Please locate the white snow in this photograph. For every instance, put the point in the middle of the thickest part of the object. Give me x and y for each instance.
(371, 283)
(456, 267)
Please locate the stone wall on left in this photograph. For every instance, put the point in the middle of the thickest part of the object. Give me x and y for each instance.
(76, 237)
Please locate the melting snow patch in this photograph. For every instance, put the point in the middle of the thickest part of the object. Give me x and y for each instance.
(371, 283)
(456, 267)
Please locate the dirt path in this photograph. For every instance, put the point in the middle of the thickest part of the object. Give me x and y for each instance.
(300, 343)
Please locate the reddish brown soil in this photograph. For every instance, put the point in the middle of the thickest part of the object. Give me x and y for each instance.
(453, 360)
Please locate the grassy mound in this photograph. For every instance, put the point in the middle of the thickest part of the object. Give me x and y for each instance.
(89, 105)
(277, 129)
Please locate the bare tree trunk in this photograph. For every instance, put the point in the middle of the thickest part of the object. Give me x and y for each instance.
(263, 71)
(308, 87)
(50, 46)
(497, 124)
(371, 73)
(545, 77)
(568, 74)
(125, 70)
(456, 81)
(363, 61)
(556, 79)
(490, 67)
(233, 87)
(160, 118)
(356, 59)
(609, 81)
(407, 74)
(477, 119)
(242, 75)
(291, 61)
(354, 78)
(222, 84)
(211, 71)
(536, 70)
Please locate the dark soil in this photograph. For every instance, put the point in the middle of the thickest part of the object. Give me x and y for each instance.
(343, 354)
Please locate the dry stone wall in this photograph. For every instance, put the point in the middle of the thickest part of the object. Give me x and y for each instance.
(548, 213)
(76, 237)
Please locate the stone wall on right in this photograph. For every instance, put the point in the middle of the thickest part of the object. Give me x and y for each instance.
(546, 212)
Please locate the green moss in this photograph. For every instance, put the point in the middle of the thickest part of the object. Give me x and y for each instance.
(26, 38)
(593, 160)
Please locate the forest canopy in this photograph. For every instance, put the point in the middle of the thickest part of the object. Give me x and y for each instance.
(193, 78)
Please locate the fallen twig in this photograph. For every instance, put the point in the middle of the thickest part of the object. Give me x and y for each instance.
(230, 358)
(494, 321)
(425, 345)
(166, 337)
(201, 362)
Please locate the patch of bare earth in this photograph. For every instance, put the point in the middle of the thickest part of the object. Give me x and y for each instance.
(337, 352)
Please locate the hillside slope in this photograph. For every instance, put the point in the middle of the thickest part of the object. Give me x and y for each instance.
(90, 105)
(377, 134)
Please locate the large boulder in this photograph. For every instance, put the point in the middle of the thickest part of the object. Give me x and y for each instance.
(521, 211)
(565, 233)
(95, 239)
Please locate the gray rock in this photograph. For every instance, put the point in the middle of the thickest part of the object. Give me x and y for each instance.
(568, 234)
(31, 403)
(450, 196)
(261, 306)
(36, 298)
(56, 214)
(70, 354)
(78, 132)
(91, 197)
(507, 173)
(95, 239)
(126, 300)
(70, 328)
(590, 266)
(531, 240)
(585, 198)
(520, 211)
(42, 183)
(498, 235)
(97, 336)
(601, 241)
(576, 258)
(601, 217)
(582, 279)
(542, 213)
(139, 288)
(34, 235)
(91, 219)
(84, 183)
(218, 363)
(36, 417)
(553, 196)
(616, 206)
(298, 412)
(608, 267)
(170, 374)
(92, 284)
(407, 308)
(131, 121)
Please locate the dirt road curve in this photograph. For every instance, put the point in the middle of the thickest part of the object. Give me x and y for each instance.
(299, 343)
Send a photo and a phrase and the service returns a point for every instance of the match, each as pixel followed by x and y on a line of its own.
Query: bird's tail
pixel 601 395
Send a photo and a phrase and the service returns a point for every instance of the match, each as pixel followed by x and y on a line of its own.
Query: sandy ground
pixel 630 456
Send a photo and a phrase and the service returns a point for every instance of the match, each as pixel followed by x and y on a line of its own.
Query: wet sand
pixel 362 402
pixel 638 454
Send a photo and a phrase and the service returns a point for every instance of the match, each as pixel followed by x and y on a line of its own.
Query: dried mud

# [WHAT IS EXPECTED]
Retype the entries precisely as they stand.

# [REPLY TO THE EXERCISE]
Please locate the white snow in this photograph. For every instance, put the point in the middle of the thickest part of the object. Give me x and y for each instance.
(371, 283)
(456, 267)
Please locate the stone wall on left in this photograph. For every instance, put the point in the middle of the thickest part of the object. Give me x and y for each instance.
(76, 237)
Please locate the melting snow patch in this photograph. For every instance, put the point in the middle of the thickest part of the object. Give me x and y for each instance.
(371, 283)
(456, 267)
Please locate the dirt path in this photograph. For every instance, put the point in the middle of the thickest part of the object. Give me x and y for each instance.
(300, 343)
Please locate the reddish brown soil in this photograph. For every instance, put the point in the middle of the thickest part of the object. Give me x and y for each instance.
(453, 360)
Please locate the grassy mound in this photograph. For every instance, put the point in the middle of the thickest part of the object. Give me x and y for each instance.
(89, 105)
(277, 129)
Please locate the bare tree trunk in this photograph. For every instance, put the point in the middle of the thickest part of the object. Give me x and y for each instance.
(263, 71)
(308, 87)
(50, 46)
(497, 124)
(371, 73)
(545, 77)
(568, 74)
(125, 70)
(456, 81)
(363, 61)
(556, 79)
(490, 67)
(233, 87)
(160, 118)
(356, 59)
(609, 81)
(407, 74)
(477, 119)
(242, 75)
(291, 61)
(354, 78)
(222, 84)
(211, 71)
(536, 70)
Please locate the dark soil in this photograph. For every instance, put the point in the middle of the thickest part of the object. Give me x and y for each instance.
(343, 354)
Please locate the dry stone wall in this photograph. For every instance, put the point in the middle of the thickest part of the object. Give me x and y for each instance.
(548, 213)
(76, 237)
Please locate the stone wall on right in this photograph. For every instance, put the point in the middle of the thickest part of the object. Give me x and y for each instance.
(546, 212)
Please locate the green moss in this photograph. For every instance, put the point in the middle of the thickest part of the object. Give me x and y for each instance.
(26, 38)
(593, 160)
Please locate the forest canopy in this photograph. For every instance, put the point in the middle of the thickest part of the object. Give me x and y for each instance.
(193, 78)
Please locate the fallen twig in this photograph. For every instance, put the point in the middle of the thickest part of the object. Give me x and y for each instance.
(230, 358)
(494, 321)
(425, 345)
(166, 337)
(201, 362)
Please locate the patch of bare earth in this photograph. For every instance, put the point in the middle of the thickest part of the object. Give me x and y for each instance.
(337, 352)
Please locate the hillside slope in this photograph. For every instance, put the point in the middle of the thickest part of the object. Give me x and y for each instance.
(90, 105)
(377, 134)
Please locate the large boulder in this photograph. For every instance, put the point in the middle of the thickest part of the object. Give me x and y for each instance.
(521, 211)
(565, 233)
(95, 239)
Please locate the gray rock in this photograph. For every instance, put the point in the middle of the thickest part of the object. Give me x and y for each instance.
(568, 234)
(31, 403)
(450, 196)
(261, 306)
(36, 298)
(56, 214)
(70, 354)
(78, 132)
(91, 197)
(507, 173)
(95, 239)
(126, 300)
(70, 328)
(590, 266)
(531, 240)
(585, 198)
(520, 211)
(42, 183)
(498, 235)
(97, 336)
(601, 241)
(576, 258)
(601, 217)
(582, 279)
(542, 213)
(139, 288)
(34, 235)
(91, 219)
(84, 183)
(218, 363)
(36, 417)
(553, 196)
(616, 206)
(298, 412)
(608, 267)
(170, 374)
(92, 284)
(407, 308)
(131, 121)
Please locate the dirt road curve in this photograph. For every instance, put the point in the middle of the thickest part of the object. Give me x and y for each instance.
(299, 343)
Send a photo and a phrase and the service returns a point for every instance of the match, each as pixel followed by x and y on a line of its own.
Query: bird's tail
pixel 601 395
Send a photo and a phrase and the service returns a point for every instance of the match, each as pixel followed by x and y on a line of its own.
Query: sandy ground
pixel 630 456
Send a photo and a phrase and the service returns a point for every instance of the match, each as pixel followed by x and y on a line of its own.
Query: wet sand
pixel 362 402
pixel 638 454
Send a photo and a phrase and the service returns a point for every instance of the match, each as pixel followed by x and y on a line of its own.
Query: dried mud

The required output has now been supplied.